Our Stolen Future: Are We Threatening Our Fertility, Intelligence, and Survival? A Scientific Detective Story
- Author: Theo Colborn Dianne Dumanoski John Peterson Myers
- Language: English
- Subject: Endocrine disruptors, public health
- Publisher: Dutton
- Publication date: 1996
- Publication place: United States
- Pages: 306
- ISBN: 978-0-525-93982-5
- OCLC: 33246122
- LC Class: RA1224.2.C65

= Our Stolen Future =

1996 book by Theo Colborn, Dianne Dumanoski and John Peterson Myers

Our Stolen Future: Are We Threatening Our Fertility, Intelligence, and Survival? A Scientific Detective Story is a 1996 book by Theo Colborn, Dianne Dumanoski, and John Peterson Myers. The book chronicles the development of the endocrine disruptor hypothesis by Colborn. Though written for the popular press in narrative form, the book contains a substantial amount of scientific evidence. A foreword from then Vice President Al Gore increased the book's visibility. It ultimately influenced government policy through congressional hearings and helped foster the development of a research and regulation initiative within the United States Environmental Protection Agency (EPA).

The authors also started a website which continues to monitor and report on endocrine disruptor scientific research.

-*-*-

What you will do –
**a)** According to the article on Our Stolen Future, whose foreword increased the book's visibility?
**b)** Write the next part of the article on Our Stolen Future, starting after its final sentence.
The rows that follow are taken from a different source.

Study material –

-*-*-

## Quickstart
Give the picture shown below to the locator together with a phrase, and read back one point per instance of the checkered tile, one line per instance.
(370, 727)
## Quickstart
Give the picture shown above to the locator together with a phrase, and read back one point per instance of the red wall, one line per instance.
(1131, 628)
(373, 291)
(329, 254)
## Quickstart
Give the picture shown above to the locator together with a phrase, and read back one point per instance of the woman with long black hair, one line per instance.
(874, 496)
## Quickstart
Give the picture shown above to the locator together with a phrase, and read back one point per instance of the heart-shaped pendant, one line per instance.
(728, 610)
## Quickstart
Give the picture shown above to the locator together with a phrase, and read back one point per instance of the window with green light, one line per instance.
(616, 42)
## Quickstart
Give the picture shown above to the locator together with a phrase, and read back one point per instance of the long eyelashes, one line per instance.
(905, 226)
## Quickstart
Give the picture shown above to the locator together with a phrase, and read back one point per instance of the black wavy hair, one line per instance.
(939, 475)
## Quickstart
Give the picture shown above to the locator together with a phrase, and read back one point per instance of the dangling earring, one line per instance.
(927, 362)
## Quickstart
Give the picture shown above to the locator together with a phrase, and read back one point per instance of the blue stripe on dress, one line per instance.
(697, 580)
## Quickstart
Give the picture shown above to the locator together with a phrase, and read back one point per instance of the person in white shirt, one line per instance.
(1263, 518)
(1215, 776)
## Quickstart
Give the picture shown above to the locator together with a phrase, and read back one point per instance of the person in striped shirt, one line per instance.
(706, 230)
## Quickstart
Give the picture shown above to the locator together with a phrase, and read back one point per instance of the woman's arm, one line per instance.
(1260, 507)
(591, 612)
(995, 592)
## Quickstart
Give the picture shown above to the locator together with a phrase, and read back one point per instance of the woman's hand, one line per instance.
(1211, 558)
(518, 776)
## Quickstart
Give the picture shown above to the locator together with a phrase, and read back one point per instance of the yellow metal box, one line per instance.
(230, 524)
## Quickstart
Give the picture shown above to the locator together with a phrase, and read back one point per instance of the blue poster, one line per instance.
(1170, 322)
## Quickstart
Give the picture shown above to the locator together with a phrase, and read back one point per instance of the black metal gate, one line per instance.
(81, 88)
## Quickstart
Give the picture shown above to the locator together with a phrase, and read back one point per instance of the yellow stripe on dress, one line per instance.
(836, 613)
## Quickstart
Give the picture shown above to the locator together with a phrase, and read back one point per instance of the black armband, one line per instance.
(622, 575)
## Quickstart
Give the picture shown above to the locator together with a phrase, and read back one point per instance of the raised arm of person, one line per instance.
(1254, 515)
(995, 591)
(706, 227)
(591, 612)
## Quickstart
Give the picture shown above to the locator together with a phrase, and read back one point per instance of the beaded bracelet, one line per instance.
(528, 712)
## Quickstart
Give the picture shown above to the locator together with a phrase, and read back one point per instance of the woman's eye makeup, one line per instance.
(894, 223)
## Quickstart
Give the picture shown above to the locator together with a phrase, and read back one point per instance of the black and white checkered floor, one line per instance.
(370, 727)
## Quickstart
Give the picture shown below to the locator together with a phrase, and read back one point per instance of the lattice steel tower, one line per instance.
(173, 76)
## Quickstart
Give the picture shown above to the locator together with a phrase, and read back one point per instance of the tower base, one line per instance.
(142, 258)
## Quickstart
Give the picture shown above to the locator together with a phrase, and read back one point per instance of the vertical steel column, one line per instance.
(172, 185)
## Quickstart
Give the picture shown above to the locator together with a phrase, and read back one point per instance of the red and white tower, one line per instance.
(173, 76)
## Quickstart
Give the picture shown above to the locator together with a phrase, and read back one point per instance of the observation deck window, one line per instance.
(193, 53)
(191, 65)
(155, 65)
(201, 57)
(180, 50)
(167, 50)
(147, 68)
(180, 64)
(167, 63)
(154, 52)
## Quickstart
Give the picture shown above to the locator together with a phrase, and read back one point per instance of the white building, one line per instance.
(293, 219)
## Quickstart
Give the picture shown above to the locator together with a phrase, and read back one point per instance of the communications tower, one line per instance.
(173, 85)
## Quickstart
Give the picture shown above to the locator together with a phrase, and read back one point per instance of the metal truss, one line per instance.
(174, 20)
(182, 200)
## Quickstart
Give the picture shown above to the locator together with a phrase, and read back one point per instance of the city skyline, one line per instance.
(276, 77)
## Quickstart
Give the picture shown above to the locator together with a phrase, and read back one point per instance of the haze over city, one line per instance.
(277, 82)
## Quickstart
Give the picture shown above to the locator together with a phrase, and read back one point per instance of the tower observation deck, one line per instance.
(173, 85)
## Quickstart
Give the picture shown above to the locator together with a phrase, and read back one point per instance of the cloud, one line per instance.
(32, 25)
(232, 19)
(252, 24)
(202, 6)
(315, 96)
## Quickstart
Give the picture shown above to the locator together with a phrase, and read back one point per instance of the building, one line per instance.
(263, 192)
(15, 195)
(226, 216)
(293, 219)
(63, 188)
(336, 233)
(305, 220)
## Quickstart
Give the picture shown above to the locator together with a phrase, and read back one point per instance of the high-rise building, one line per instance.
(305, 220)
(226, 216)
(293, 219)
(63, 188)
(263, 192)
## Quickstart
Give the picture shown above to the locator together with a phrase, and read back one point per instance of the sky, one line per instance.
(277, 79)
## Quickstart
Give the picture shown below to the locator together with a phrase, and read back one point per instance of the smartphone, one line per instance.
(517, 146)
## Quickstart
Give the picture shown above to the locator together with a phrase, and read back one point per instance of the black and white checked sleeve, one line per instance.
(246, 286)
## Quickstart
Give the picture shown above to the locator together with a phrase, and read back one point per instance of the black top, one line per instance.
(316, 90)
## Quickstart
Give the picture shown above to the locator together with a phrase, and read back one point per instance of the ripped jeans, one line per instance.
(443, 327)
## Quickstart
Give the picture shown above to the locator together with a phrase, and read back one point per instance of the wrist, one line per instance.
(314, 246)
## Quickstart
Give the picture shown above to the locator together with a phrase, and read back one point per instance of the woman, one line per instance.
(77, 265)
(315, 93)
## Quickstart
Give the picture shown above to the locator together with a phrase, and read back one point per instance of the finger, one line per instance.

-*-*-

Your responses –
**a)** The foreword was by then Vice President Al Gore.

**b)**
Thousands of scientific articles have since been published on endocrine disruption, demonstrating the availability of grant money for research on the hypothesis raised by Our Stolen Future. For example, a symposium at the 2007 American Association for the Advancement of Science (AAAS) meeting explored the contribution of endocrine disruption to obesity and metabolic disorder. As is often the case, there is strong animal evidence but few epidemiological tests of predictions based on the animal experiments.

A 2006 analysis of Centers for Disease Control (CDC) data found an extraordinary increase in risk to type II diabetes as a function of exposure to persistent organic pollutants (POPs), in particular synthetic organic chemicals such as organohalogens.